VORLIEGENDER TEXT:
„Mir hilft nur noch ein neues Herz"
Wie kann es sein, dass ein grippaler Infekt so dramatisch ausgeht und die Zukunft einer jungen, glücklichen Familie aufs Spiel setzt? Sandra Leisten wünscht sich die Kraft durchzuhalten. „Für meinen Sohn. Für meinen Mann. Für uns.“
Herbst ist Schnupfenzeit, ein Infekt jagt den nächsten. Die Eltern von Kita-Kindern bekommen auch oft eine Virenladung ab. Im Herbst 2023 trifft es Sandra Leisten „nicht schlimm, aber mehrmals, und mit Fieber. Das kannte ich so nicht.“ Die junge Mutter wird krankgeschrieben; der Hausarzt verordnet Antibiotika. Sie kann nach kurzer Zeit ihre Arbeit als Gesundheits- und Krankenpflegerin wieder aufnehmen. Aber der Husten hält sich hartnäckig, das Fieber kehrt zurück – und steigt. Mit 40 Grad und hohem Puls wird sie vom Hausarzt in ein Hamburger Krankenhaus eingewiesen. Dort stellt man eine Lungenentzündung und eine Herzmuskelentzündung (Myokarditis) fest. Nach wenigen Tagen wird sie entlassen „Schonen Sie sich, gehen Sie nicht zur Arbeit, machen Sie keinen Sport“, raten die Ärzte.
Körperliche Schonung gilt als wichtigste Maßnahme bei einer Herzmuskelentzündung, ist aber nicht leicht umzusetzen, wenn der Sohn erst 18 Monate alt ist, noch viel auf dem Arm getragen wird und 30 Treppenstufen zur Wohnung führen. Sandra Leisten ist nun regelmäßig zur Kontrolle beim Kardiologen und versucht, sich zu schonen. Vor Ansteckung schützt das nicht, in den folgenden Wochen kommt es zu weiteren Infekten. Die 39-Jährige muss erneut Antibiotika nehmen, außerdem ist der Puls viel zu hoch. „Mein Herz hatte sich nicht erholt, im Gegenteil.“ Sie ist jetzt schnell aus der Puste, hat Schmerzen beim Atmen und Husten infolge der Lungenentzündung – und Herzschmerzen: „ein brennender und stechender Schmerz hinter dem Brustbein, den ich nur schwer beschreiben kann.“
Herzfunktion verschlechtert sich
Die Kontrolluntersuchung beim Kardiologen wenige Tage vor Weihnachten zeigt, dass sich ihre Herzfunktion weiter verschlechtert hat. Der Facharzt zieht die Reißleine, er überweist sie ins UKE. Sandra Leisten ist nicht gleich überzeugt, sie argumentiert: So kurz vor Weihnachten passiere doch nicht viel im Krankenhaus, die Feiertage könne sie besser zu Hause mit ihrer Familie verbringen. Außerdem sei schon alles dafür eingekauft. Der Kardiologe bleibt unbeeindruckt: „Sie müssen überwacht werden.

ÜBUNGSAUFGABEN:
(1) Fasse den Bericht über Sandra Leistens Herzerkrankung in zwei Sätzen zusammen.
(2) Knüpfe an den Bericht über Sandra Leistens Herzerkrankung an und schreibe ihn weiter, beginnend nach dem zuletzt gezeigten Satz.

Einträge des Datensatzes
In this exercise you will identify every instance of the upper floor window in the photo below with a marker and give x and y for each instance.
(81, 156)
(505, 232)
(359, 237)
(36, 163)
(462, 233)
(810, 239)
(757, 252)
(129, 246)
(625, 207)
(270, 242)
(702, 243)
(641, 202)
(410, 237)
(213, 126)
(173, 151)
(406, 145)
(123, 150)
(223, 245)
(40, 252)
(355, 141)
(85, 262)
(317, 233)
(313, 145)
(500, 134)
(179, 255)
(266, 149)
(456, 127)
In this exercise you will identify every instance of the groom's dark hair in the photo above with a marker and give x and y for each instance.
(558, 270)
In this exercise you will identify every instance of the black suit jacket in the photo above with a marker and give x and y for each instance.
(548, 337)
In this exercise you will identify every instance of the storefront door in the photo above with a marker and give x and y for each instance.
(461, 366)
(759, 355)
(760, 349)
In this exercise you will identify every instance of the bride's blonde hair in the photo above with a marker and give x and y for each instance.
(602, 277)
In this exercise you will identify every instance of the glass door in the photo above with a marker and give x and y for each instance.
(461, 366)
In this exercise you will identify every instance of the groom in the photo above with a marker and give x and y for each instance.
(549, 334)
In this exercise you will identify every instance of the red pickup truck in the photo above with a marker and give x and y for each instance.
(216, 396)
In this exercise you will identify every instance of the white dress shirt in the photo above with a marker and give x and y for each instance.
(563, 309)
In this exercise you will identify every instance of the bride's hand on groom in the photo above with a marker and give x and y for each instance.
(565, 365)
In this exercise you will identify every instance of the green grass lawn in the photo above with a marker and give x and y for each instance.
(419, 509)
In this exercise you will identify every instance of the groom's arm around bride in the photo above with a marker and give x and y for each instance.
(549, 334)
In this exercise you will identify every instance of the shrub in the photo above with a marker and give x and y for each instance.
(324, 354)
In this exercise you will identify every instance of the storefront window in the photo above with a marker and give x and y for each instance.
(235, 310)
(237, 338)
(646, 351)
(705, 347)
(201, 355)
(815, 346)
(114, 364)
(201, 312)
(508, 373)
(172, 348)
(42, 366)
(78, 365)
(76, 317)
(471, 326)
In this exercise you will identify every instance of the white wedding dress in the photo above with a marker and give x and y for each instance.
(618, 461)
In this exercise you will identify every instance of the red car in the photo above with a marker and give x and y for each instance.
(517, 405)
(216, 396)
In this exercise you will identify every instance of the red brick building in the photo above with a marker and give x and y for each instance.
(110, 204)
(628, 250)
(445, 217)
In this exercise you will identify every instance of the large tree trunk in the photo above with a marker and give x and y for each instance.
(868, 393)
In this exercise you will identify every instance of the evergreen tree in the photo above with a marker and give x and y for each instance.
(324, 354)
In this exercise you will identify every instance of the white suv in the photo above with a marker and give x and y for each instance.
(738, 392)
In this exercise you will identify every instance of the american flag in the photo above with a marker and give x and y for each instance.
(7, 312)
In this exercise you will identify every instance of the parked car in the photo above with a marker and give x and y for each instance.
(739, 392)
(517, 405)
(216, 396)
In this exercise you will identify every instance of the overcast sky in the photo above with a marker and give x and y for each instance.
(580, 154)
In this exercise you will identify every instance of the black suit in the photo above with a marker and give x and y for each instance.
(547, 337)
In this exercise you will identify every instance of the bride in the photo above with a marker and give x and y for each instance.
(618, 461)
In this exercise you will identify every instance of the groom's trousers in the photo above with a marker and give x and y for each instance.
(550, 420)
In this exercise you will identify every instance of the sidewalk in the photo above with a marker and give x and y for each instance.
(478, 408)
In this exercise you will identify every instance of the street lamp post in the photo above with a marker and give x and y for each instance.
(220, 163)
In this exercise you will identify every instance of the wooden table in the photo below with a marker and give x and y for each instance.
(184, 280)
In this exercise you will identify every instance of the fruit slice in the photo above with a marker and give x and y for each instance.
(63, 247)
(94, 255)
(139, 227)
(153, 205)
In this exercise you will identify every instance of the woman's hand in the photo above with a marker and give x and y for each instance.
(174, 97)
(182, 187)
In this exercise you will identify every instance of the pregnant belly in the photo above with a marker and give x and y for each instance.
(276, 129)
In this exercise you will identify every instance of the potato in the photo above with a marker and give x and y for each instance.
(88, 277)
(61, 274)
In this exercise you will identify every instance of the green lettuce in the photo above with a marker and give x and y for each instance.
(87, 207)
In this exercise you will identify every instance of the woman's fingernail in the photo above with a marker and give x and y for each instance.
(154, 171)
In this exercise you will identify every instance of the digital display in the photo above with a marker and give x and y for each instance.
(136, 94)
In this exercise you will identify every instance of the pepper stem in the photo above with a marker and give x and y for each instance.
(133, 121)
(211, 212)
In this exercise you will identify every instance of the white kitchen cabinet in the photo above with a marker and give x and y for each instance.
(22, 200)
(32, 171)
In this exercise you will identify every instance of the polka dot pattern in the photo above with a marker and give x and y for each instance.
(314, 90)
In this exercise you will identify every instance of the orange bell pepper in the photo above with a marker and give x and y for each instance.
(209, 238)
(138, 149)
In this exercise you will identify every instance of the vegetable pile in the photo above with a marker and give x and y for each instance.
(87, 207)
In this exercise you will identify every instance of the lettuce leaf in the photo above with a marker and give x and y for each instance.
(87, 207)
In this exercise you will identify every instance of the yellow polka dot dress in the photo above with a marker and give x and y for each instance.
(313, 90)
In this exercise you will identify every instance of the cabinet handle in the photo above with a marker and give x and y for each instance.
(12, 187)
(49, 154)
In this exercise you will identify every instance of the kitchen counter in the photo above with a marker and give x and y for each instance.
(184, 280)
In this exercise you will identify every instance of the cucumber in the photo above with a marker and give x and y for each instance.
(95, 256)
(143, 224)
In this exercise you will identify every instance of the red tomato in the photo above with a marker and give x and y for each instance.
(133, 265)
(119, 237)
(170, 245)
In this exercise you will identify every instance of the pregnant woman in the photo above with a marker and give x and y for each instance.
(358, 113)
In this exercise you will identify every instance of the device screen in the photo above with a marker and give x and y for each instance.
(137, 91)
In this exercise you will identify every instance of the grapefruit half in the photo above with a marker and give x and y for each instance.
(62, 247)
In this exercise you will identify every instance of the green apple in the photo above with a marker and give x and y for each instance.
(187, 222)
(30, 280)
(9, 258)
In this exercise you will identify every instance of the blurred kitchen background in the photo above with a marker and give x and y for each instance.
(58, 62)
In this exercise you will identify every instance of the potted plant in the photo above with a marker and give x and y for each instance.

LÖSUNGEN:
(1) Nach mehreren Infekten im Herbst 2023 wurden bei der Gesundheits- und Krankenpflegerin Sandra Leisten in einem Hamburger Krankenhaus eine Lungenentzündung und eine Herzmuskelentzündung festgestellt. Trotz Schonung und regelmäßiger Kontrollen beim Kardiologen verschlechterte sich ihre Herzfunktion weiter, sodass der Facharzt sie wenige Tage vor Weihnachten ins UKE überwies.

(2)
Im UKE erhält sie zunächst eine Cortisontherapie, sie fühlt sich besser und ist zuversichtlich, schnell wieder nach Hause zu kommen. Doch dann hat sie zunehmend Atemnot und Kreislaufbeschwerden. In der vorletzten Nacht des Jahres wird ihr Zustand kritisch, „ich erhielt immer mehr Schläuche zur Überwachung und für Medikamente zur Kreislaufunterstützung. Da kam die Angst: Oh Gott, in welche Richtung geht das hier jetzt?“
„Zum ersten Mal Todesangst“
Am Silvestermorgen wird Sandra Leisten auf die Intensivstation verlegt, der Arzt erklärt ihr, dass man sie untersuchen und engmaschig überwachen wolle. „Ich war wieder ganz optimistisch gestimmt.“ Doch wenige Stunden später kippt die Situation: Sie hat extreme Herzrhythmusstörungen. „Immer mehr Menschen waren an meinem Bett, ich hörte sie von ‚ECMO‘ und ‚Impella‘ sprechen und wusste, das sind Herzunterstützungssysteme. Da hatte ich zum ersten Mal in meinem Leben Todesangst.“
Die 39-Jährige ruft ihren Mann an, bittet ihn, gut auf den kleinen Sohn aufzupassen, und verabschiedet sich. Sie wisse nicht, ob es gut ausgeht für sie. An die folgenden zehn Tage erinnert sie sich nicht. Später wird sie erfahren, dass ihr Kreislauf zusammengebrochen war, kompletter Herzstillstand, Multiorganversagen. Dass Anfang Januar Eltern und Schwester kamen, um sich zu verabschieden. Doch Sandra Leisten überlebt die Krise dank modernster Herzchirurgie und Medizintechnik: ECMO, Nierenersatztherapie, Unterstützungssysteme für beide Herzkammern, die das Team um Herzchirurg Alexander Bernhardt nach Rücksprache mit Ehemann Stephan einsetzt.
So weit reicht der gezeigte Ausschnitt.